### [WHAT YOU HAVE TO DO]
Copy the records below verbatim, from the first line through the line containing "the form (1061,821);", inclusive, and output nothing else.

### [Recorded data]
--------------------------------------------------

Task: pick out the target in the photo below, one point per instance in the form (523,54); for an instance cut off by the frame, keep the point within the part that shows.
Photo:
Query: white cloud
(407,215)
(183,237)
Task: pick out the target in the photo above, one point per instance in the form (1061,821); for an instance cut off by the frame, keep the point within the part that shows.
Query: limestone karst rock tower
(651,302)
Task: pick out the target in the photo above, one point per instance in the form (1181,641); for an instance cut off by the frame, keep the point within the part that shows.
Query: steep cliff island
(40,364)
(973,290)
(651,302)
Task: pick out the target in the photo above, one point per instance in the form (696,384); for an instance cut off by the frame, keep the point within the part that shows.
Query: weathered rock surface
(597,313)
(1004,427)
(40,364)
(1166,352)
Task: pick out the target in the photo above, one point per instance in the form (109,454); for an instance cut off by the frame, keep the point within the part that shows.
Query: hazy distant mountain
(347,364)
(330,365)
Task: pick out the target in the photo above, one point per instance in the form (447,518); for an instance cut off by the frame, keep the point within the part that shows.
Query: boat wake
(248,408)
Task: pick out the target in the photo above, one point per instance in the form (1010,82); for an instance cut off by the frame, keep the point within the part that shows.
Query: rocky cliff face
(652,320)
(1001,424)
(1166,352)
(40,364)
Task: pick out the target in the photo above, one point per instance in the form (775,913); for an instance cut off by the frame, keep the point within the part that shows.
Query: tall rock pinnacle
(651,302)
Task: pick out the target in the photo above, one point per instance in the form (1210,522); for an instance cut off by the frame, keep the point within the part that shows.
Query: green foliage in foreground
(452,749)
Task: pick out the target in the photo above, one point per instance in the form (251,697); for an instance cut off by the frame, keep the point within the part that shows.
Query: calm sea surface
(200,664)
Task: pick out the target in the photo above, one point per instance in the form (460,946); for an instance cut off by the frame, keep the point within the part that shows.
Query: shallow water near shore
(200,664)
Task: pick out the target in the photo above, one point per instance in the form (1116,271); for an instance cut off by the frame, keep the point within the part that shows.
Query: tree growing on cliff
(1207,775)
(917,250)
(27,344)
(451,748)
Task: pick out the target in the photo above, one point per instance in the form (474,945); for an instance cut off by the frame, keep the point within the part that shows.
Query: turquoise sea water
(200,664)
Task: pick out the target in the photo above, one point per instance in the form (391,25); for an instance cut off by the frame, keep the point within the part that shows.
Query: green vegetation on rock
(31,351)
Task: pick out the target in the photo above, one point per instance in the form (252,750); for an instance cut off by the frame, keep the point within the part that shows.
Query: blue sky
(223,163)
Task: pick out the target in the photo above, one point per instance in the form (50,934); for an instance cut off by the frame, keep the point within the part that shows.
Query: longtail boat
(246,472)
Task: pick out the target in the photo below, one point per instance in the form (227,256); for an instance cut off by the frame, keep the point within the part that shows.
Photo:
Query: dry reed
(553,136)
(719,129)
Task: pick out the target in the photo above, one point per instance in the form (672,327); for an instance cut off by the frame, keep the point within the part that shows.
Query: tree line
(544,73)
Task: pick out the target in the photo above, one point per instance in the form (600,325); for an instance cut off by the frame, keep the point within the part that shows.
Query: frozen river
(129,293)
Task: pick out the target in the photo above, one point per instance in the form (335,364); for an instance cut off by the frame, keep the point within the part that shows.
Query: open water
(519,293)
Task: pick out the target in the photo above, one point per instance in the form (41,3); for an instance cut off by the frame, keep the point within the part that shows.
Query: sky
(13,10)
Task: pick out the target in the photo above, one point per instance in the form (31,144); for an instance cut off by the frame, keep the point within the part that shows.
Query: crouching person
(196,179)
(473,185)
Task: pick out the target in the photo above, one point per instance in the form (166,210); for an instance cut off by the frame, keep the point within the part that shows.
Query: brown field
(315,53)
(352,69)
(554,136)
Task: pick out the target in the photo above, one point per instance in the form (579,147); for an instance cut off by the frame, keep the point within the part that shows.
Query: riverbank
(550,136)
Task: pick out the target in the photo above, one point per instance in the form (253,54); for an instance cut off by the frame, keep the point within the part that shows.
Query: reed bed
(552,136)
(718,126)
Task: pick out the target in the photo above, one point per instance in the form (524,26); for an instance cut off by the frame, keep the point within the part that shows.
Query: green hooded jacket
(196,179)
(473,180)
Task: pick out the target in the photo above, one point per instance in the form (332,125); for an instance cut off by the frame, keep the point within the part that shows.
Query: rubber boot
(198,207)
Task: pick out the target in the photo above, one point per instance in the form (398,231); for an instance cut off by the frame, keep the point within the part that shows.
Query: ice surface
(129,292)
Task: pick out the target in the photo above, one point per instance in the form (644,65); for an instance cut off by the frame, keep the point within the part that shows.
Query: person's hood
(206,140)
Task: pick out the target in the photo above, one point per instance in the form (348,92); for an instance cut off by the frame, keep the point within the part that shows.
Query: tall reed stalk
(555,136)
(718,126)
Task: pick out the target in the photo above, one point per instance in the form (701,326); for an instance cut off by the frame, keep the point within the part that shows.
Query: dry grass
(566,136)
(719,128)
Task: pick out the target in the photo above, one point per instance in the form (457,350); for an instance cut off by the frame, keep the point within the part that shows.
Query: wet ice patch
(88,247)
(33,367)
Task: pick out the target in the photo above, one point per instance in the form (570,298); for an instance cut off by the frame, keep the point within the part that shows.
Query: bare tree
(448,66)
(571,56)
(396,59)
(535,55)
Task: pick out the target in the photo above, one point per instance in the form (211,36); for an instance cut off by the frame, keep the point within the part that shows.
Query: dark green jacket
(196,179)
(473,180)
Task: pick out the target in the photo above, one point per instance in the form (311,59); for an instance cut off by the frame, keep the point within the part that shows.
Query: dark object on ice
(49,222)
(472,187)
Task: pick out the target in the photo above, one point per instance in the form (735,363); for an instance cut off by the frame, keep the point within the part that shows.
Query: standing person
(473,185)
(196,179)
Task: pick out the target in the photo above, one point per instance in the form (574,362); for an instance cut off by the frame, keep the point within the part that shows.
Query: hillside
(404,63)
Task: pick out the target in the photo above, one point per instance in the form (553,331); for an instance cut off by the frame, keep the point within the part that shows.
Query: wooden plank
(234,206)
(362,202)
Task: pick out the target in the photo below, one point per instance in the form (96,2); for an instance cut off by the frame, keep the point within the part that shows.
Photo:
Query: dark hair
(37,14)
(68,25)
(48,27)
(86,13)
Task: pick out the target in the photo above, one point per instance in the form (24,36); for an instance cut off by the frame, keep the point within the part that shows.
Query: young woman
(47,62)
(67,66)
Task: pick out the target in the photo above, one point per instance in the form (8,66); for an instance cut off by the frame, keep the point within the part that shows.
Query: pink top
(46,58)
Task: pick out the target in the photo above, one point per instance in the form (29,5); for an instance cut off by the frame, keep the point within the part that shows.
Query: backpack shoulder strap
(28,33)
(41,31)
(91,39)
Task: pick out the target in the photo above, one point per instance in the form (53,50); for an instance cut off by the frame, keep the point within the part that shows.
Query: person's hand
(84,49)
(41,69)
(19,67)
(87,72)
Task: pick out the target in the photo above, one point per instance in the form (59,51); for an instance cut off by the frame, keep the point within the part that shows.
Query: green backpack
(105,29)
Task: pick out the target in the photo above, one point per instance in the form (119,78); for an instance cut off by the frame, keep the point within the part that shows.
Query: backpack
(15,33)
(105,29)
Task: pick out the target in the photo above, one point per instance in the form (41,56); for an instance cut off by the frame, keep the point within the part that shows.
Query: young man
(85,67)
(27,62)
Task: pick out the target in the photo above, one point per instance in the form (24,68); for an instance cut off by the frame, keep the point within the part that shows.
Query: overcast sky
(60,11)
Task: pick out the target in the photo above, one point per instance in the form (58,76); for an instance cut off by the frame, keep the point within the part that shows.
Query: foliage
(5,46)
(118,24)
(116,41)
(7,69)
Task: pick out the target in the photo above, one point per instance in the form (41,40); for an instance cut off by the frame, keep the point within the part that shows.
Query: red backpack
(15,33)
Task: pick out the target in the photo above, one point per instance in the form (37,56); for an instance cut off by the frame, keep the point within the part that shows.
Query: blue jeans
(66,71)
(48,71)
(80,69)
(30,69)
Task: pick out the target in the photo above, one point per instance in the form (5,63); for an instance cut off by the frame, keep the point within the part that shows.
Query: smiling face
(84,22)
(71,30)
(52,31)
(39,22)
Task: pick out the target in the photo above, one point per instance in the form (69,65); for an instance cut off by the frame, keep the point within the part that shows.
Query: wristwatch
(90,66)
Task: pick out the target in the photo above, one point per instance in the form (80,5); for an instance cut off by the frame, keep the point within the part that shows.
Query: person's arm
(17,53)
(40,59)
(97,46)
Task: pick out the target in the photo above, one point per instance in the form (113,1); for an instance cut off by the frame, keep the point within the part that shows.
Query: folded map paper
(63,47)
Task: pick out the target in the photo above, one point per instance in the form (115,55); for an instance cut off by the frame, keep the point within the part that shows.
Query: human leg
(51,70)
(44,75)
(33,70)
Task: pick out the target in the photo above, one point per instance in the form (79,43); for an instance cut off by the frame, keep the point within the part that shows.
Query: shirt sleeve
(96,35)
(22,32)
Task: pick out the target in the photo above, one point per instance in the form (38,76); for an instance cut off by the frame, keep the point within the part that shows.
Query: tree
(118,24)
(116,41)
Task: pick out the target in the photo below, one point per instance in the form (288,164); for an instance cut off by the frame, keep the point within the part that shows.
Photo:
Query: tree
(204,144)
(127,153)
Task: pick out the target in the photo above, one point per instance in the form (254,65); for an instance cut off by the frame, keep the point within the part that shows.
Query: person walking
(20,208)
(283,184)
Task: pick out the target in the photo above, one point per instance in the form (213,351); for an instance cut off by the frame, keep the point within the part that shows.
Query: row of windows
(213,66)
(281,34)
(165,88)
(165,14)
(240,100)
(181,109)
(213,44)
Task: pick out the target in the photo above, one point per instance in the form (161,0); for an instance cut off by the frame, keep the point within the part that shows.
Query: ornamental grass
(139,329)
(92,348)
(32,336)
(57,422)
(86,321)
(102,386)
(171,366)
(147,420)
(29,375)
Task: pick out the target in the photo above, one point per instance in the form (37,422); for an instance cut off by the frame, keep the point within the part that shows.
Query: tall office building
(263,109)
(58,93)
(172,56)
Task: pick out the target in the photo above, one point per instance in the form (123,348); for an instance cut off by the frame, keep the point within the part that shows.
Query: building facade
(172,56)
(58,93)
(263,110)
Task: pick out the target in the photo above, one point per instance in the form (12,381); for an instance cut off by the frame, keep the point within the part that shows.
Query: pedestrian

--------------------------------------------------

### [ANSWER FOR THIS EXERCISE]
Task: pick out the target in the photo below, one point per instance in the form (523,54); for an instance cut off by the frame, keep the point within the part that shows.
Photo:
Query: white cloud
(407,215)
(183,237)
Task: pick out the target in the photo above, one point per instance in the form (1061,821); for an instance cut off by the frame, keep the point within the part that shows.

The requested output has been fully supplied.